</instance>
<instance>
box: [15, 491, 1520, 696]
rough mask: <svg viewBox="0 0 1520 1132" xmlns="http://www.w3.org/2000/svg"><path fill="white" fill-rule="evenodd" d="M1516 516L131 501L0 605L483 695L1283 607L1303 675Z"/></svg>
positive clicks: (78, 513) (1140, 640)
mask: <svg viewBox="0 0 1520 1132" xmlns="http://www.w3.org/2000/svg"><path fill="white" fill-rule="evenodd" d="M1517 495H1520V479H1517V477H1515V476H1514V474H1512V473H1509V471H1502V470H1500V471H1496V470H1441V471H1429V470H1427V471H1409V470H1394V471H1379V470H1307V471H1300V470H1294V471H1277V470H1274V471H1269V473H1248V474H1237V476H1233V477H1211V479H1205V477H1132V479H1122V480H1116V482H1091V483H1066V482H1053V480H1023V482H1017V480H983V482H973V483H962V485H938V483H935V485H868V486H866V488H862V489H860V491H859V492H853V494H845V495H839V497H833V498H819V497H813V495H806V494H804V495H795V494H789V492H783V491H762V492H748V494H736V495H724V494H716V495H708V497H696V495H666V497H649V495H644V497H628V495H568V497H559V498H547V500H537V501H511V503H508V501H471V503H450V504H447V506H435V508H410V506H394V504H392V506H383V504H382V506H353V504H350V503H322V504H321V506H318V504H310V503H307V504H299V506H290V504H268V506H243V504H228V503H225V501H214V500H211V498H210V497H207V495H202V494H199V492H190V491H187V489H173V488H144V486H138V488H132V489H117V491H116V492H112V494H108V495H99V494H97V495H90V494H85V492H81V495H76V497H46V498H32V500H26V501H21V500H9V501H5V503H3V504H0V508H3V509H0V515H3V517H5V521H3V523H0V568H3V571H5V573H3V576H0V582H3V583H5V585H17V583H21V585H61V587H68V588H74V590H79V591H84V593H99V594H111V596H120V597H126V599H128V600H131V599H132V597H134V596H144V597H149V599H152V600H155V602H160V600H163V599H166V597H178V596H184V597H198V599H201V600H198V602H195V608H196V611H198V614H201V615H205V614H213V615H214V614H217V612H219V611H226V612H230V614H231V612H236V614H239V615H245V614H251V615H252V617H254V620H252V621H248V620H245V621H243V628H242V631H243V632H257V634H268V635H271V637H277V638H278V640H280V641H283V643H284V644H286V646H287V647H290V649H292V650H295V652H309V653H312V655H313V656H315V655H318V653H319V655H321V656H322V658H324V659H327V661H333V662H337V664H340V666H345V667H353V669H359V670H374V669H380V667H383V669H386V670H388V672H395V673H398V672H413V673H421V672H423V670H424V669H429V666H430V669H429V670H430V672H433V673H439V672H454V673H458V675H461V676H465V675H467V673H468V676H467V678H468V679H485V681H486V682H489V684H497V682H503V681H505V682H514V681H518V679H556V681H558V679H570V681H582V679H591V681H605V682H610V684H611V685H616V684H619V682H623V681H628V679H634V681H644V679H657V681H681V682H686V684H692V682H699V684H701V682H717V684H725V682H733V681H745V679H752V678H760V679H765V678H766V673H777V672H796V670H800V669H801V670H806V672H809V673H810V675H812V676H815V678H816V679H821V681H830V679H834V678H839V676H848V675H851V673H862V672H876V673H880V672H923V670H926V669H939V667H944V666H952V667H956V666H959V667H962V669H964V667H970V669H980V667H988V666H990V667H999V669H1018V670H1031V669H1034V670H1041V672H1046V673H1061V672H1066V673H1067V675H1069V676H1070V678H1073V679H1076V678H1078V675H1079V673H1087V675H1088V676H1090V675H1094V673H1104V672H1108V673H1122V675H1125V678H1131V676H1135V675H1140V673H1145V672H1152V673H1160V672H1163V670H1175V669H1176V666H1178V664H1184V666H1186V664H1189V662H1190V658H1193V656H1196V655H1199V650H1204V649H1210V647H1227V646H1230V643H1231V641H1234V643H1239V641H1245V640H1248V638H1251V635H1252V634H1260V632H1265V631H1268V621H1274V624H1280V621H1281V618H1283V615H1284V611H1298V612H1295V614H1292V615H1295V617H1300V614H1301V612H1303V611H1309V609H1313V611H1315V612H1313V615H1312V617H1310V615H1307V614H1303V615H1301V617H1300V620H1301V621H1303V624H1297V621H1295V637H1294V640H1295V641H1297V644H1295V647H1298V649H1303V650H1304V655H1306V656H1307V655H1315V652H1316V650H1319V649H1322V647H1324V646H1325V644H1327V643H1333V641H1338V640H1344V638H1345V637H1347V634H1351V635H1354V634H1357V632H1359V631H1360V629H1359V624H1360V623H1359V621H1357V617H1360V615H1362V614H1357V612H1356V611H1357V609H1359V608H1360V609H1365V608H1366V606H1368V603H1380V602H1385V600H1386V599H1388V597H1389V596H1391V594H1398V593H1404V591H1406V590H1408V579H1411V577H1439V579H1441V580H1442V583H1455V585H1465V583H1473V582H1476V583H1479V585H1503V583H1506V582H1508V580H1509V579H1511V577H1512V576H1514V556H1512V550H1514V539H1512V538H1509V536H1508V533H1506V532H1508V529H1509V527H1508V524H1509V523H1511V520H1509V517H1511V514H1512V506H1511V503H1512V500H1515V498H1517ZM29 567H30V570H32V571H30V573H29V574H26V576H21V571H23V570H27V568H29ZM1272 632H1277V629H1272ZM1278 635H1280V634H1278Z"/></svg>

- [TASK TO CARRY OUT]:
Every line above should be reproduced precisely.

- [RESPONSE BOX]:
</instance>
<instance>
box: [15, 491, 1520, 696]
rough mask: <svg viewBox="0 0 1520 1132" xmlns="http://www.w3.org/2000/svg"><path fill="white" fill-rule="evenodd" d="M1516 516L131 501L0 605L483 695L1283 607L1303 675Z"/></svg>
positive clicks: (78, 513) (1140, 640)
mask: <svg viewBox="0 0 1520 1132" xmlns="http://www.w3.org/2000/svg"><path fill="white" fill-rule="evenodd" d="M1517 495H1520V479H1517V477H1515V476H1514V474H1512V473H1509V471H1502V470H1500V471H1496V470H1441V471H1429V470H1427V471H1409V470H1394V471H1379V470H1307V471H1300V470H1294V471H1277V470H1274V471H1269V473H1248V474H1237V476H1233V477H1211V479H1205V477H1132V479H1122V480H1116V482H1091V483H1066V482H1053V480H1023V482H1017V480H983V482H973V483H962V485H938V483H935V485H868V486H866V488H862V489H860V491H859V492H853V494H845V495H839V497H833V498H819V497H813V495H806V494H804V495H795V494H789V492H783V491H762V492H748V494H736V495H724V494H716V495H708V497H696V495H666V497H649V495H644V497H628V495H568V497H559V498H547V500H537V501H511V503H508V501H471V503H450V504H447V506H435V508H410V506H394V504H392V506H383V504H382V506H353V504H350V503H322V504H321V506H318V504H310V503H307V504H299V506H290V504H268V506H243V504H228V503H225V501H214V500H211V498H210V497H207V495H202V494H199V492H190V491H187V489H173V488H144V486H138V488H132V489H117V491H116V492H112V494H108V495H99V494H97V495H90V494H85V492H81V495H76V497H46V498H32V500H26V501H21V500H9V501H5V503H3V504H0V508H3V509H0V515H3V517H5V521H3V523H0V568H3V571H5V573H3V576H0V582H3V583H5V585H17V583H21V585H61V587H68V588H74V590H79V591H84V593H99V594H111V596H120V597H126V599H128V600H131V599H132V597H134V596H144V597H149V599H152V600H155V602H160V600H163V599H166V597H178V596H184V597H198V599H201V600H198V602H195V608H196V611H198V614H201V615H205V614H213V615H214V614H217V612H219V611H226V612H230V614H231V612H236V614H239V615H245V614H251V615H252V617H254V620H252V621H248V620H245V621H243V628H242V631H243V632H257V634H268V635H271V637H277V638H278V640H280V641H283V643H284V644H286V646H287V647H290V649H292V650H295V652H309V653H312V655H313V656H315V655H318V653H319V655H321V656H322V658H324V659H327V661H333V662H337V664H340V666H345V667H353V669H359V670H374V669H380V667H383V669H386V670H388V672H395V673H398V672H413V673H421V672H423V670H424V669H429V666H430V669H429V670H430V672H433V673H439V672H454V673H458V675H461V676H465V675H467V673H468V676H467V678H468V679H485V681H486V682H489V684H497V682H503V681H505V682H514V681H518V679H556V681H558V679H570V681H582V679H591V681H605V682H610V684H611V685H616V684H619V682H623V681H628V679H634V681H644V679H657V681H681V682H686V684H692V682H699V684H701V682H717V684H725V682H733V681H745V679H752V678H760V679H765V678H766V673H777V672H796V670H800V669H801V670H806V672H809V673H810V675H812V676H815V678H816V679H821V681H830V679H834V678H839V676H848V675H851V673H862V672H876V673H880V672H923V670H926V669H939V667H944V666H952V667H956V666H959V667H962V669H964V667H970V669H980V667H988V666H990V667H999V669H1018V670H1031V669H1034V670H1041V672H1046V673H1061V672H1066V673H1067V675H1069V676H1070V678H1073V679H1076V678H1078V675H1079V673H1087V675H1088V676H1090V675H1094V673H1104V672H1108V673H1122V675H1125V678H1131V676H1135V675H1140V673H1145V672H1152V673H1160V672H1163V670H1175V669H1176V666H1178V664H1184V666H1186V664H1189V662H1190V658H1193V656H1196V655H1199V650H1204V649H1210V647H1227V646H1230V643H1231V641H1234V643H1239V641H1245V640H1248V638H1251V635H1252V634H1260V632H1265V631H1268V621H1274V624H1280V621H1281V618H1283V615H1284V611H1298V612H1295V614H1292V615H1295V617H1300V614H1301V612H1303V611H1309V609H1313V611H1315V612H1313V615H1312V617H1310V615H1307V614H1303V615H1301V617H1300V620H1301V621H1303V624H1297V621H1295V637H1294V640H1295V641H1297V644H1295V647H1298V649H1303V650H1304V655H1306V656H1307V655H1315V652H1316V650H1319V649H1322V647H1324V646H1325V644H1327V643H1333V641H1338V640H1344V638H1345V637H1347V634H1351V635H1354V634H1357V632H1359V631H1360V629H1359V624H1360V623H1359V621H1357V617H1360V615H1362V614H1357V612H1356V611H1357V609H1359V608H1360V609H1365V608H1366V606H1368V603H1380V602H1385V600H1386V599H1388V597H1389V596H1391V594H1398V593H1404V591H1406V590H1408V579H1411V577H1439V579H1441V580H1442V583H1455V585H1465V583H1473V582H1476V583H1479V585H1503V583H1506V582H1508V580H1509V579H1511V577H1512V576H1514V556H1512V550H1514V539H1512V538H1509V536H1508V533H1506V532H1508V529H1509V527H1508V524H1509V523H1511V520H1509V517H1511V514H1512V506H1511V503H1512V500H1515V498H1517ZM29 567H30V570H32V571H30V573H29V574H26V576H21V571H23V570H27V568H29ZM1272 632H1277V629H1272ZM1278 635H1280V634H1278Z"/></svg>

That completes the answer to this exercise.